[Material shown Boundary: Start]
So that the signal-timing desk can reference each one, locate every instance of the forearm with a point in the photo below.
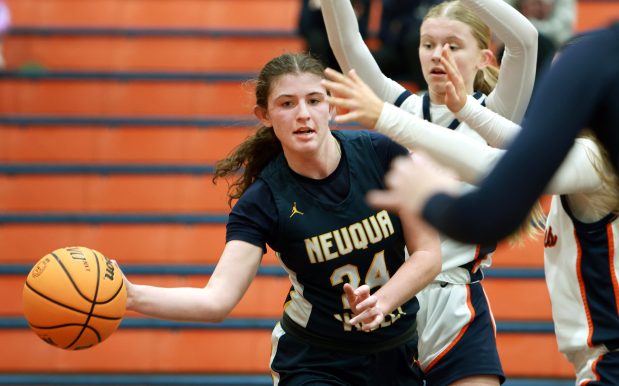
(185, 304)
(351, 51)
(494, 128)
(235, 270)
(471, 160)
(414, 275)
(510, 190)
(511, 96)
(559, 26)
[Material shown Boundary: End]
#### [Exercise brief]
Output all the entries above verbatim, please. No images.

#### [Written solution]
So that the signal-timing desk can reference each one, locate every instance of the forearm with a point in the photo below.
(185, 304)
(351, 51)
(494, 128)
(235, 270)
(471, 160)
(414, 275)
(510, 190)
(511, 96)
(559, 26)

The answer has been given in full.